* begin DATA IN THIS EXERCISE *

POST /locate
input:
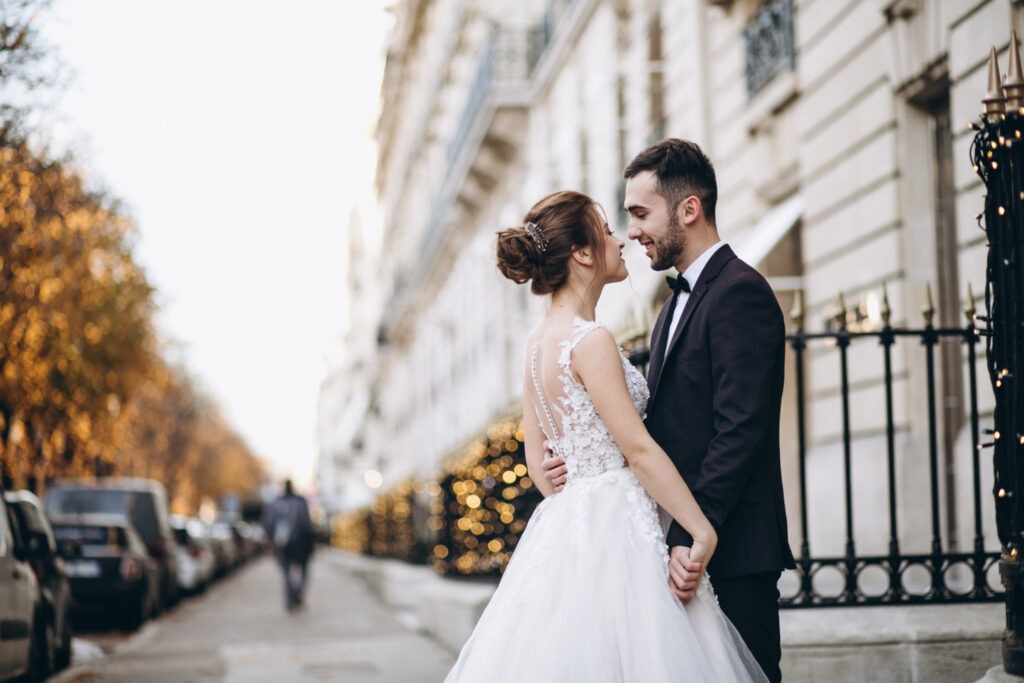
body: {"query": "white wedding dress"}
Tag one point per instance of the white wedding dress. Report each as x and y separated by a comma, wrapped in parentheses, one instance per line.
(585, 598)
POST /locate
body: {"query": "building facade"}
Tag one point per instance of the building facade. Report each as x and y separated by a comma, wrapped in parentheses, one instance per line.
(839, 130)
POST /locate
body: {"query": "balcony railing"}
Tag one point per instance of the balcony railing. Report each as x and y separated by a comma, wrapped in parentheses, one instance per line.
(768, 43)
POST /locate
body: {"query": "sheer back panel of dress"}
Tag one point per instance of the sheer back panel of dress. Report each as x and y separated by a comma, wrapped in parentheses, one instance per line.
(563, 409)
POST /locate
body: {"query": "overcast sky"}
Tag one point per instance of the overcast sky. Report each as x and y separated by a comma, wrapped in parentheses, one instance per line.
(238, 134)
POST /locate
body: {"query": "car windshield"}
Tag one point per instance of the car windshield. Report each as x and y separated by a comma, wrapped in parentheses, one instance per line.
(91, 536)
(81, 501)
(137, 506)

* end DATA IN THIS EXERCISE *
* begin DATA IN THIS EXERCISE *

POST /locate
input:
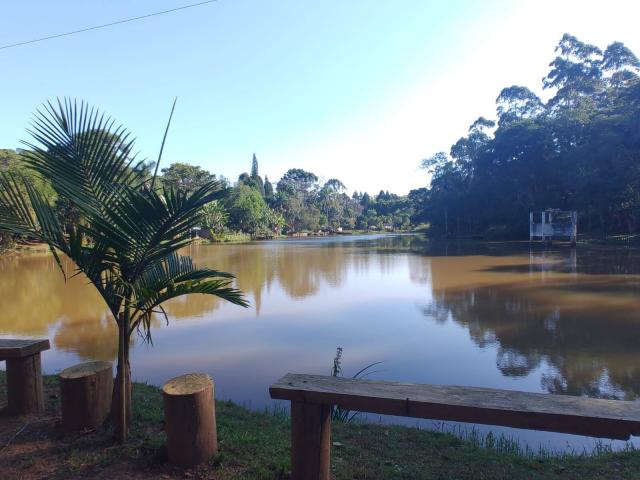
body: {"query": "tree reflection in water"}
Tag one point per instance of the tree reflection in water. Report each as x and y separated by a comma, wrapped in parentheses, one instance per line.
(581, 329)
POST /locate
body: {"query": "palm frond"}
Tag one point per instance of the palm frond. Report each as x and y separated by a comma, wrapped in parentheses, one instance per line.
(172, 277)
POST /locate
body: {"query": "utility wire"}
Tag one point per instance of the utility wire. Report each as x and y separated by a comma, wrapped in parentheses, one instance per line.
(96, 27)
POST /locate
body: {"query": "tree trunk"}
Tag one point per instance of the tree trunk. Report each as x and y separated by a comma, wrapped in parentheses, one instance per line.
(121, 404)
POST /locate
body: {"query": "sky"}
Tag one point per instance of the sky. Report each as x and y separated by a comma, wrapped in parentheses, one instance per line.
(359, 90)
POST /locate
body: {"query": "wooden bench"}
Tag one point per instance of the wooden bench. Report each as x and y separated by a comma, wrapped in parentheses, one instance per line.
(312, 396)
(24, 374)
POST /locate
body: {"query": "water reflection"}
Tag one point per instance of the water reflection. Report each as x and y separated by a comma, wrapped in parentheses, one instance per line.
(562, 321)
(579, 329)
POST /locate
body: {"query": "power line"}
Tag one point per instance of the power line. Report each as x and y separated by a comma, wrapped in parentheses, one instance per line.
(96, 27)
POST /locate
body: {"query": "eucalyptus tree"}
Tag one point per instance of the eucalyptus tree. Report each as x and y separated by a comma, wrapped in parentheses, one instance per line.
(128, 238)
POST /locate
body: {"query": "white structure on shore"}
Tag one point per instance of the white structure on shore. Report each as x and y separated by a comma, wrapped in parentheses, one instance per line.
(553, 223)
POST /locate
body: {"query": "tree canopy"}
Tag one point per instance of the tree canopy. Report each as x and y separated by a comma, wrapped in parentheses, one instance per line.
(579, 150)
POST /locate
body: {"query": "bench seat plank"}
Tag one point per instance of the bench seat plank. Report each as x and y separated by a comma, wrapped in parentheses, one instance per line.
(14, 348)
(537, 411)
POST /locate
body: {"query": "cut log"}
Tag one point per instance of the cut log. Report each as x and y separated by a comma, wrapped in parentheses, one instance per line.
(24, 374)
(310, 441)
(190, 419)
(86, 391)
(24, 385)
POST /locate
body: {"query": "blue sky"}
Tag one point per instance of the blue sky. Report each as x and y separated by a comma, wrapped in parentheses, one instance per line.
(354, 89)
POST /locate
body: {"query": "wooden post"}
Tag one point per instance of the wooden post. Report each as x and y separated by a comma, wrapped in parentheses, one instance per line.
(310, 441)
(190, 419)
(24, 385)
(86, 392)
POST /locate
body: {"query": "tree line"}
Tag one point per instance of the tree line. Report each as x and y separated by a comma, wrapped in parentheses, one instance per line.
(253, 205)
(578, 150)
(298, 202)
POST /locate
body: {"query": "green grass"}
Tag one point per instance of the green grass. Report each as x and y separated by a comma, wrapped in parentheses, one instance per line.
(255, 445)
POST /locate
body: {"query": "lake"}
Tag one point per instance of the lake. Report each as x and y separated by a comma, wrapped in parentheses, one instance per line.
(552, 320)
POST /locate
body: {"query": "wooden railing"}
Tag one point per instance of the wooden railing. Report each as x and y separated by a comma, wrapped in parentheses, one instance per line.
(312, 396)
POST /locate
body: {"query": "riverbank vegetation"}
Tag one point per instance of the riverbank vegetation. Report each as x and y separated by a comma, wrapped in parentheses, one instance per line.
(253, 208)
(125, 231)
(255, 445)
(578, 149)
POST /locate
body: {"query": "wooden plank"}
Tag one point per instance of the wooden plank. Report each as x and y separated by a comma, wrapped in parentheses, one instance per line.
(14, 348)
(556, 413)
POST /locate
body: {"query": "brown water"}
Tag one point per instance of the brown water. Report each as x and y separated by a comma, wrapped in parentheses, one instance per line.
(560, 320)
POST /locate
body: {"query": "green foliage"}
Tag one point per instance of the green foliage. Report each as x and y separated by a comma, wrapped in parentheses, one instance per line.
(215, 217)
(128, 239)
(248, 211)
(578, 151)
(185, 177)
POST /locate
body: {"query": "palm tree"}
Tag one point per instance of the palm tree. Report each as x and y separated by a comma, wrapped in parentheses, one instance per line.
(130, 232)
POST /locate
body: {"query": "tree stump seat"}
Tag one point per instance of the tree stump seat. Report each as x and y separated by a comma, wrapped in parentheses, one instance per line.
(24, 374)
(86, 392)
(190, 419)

* end DATA IN THIS EXERCISE *
* begin DATA IN THIS EXERCISE *

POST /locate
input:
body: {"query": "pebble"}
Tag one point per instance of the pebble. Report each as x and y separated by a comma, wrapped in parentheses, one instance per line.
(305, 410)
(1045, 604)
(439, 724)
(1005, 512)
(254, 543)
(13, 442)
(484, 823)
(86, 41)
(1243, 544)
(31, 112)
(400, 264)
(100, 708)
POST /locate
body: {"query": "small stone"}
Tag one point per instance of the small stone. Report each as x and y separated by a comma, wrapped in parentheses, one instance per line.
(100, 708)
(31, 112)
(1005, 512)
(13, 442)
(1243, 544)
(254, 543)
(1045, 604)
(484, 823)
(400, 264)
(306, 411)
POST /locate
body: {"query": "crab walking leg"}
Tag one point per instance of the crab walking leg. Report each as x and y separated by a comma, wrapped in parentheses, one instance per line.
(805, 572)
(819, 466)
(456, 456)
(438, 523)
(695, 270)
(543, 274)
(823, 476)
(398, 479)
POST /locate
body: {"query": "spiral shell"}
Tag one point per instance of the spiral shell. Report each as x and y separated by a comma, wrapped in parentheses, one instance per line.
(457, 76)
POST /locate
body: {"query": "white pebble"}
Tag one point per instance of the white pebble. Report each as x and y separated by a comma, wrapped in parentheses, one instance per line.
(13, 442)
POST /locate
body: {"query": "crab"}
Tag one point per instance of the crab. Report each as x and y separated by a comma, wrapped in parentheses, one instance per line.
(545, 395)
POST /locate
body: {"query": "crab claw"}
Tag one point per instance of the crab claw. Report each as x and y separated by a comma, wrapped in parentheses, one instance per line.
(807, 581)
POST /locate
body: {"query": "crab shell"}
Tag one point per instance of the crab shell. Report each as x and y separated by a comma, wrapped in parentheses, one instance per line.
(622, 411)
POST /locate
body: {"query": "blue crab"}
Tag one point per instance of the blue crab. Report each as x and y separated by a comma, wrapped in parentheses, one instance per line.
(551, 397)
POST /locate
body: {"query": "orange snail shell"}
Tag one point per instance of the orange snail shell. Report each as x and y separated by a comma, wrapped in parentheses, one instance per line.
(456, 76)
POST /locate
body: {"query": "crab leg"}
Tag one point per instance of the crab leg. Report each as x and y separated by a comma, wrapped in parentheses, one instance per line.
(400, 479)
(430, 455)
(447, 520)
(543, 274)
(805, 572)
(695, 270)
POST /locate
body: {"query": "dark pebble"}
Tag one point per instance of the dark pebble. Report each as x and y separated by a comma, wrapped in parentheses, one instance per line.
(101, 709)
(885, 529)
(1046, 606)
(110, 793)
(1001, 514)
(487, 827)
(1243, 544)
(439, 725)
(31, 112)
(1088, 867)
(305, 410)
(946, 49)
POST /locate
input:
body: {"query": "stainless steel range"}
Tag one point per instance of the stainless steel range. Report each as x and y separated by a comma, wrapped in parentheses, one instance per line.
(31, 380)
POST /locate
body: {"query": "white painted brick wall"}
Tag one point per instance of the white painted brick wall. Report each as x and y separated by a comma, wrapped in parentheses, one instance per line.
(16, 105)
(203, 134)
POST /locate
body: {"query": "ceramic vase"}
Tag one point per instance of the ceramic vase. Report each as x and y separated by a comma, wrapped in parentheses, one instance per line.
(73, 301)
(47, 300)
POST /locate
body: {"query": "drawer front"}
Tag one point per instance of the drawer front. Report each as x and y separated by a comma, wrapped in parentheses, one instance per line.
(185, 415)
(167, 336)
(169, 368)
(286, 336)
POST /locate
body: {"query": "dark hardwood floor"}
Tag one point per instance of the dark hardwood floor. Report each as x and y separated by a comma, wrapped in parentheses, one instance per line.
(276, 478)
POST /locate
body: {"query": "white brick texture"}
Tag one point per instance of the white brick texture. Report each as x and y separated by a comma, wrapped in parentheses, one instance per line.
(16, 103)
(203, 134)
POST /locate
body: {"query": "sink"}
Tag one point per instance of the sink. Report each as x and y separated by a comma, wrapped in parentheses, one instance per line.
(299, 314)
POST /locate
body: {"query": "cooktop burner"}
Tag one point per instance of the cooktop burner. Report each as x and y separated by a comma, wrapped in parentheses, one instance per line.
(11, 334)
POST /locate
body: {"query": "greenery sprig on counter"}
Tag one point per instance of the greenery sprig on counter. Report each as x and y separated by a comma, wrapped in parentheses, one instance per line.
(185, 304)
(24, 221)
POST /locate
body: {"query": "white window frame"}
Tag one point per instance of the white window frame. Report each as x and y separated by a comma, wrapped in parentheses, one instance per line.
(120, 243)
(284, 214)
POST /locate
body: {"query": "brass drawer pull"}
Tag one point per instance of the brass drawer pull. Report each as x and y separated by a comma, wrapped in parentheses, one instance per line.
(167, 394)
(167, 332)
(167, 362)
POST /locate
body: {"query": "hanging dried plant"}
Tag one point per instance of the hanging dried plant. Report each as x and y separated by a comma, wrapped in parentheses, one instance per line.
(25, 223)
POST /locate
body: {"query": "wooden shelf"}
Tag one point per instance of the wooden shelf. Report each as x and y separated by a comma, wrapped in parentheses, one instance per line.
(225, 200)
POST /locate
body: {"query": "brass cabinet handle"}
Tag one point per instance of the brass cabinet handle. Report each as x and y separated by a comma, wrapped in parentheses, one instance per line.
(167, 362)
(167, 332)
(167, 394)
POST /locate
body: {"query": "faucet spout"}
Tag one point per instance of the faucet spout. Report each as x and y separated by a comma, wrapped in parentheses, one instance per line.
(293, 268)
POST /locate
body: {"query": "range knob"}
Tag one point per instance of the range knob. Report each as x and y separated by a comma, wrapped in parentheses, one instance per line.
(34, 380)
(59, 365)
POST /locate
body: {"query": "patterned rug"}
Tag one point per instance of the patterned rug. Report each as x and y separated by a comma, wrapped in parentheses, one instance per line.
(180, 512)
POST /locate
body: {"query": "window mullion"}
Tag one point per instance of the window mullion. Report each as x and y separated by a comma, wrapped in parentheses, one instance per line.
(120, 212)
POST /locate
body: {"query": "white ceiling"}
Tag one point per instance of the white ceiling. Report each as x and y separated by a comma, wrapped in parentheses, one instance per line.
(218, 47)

* end DATA IN THIS EXERCISE *

Count how many lines of the material above contain the word "brown", and give only that number.

§ **RESPONSE BELOW**: 2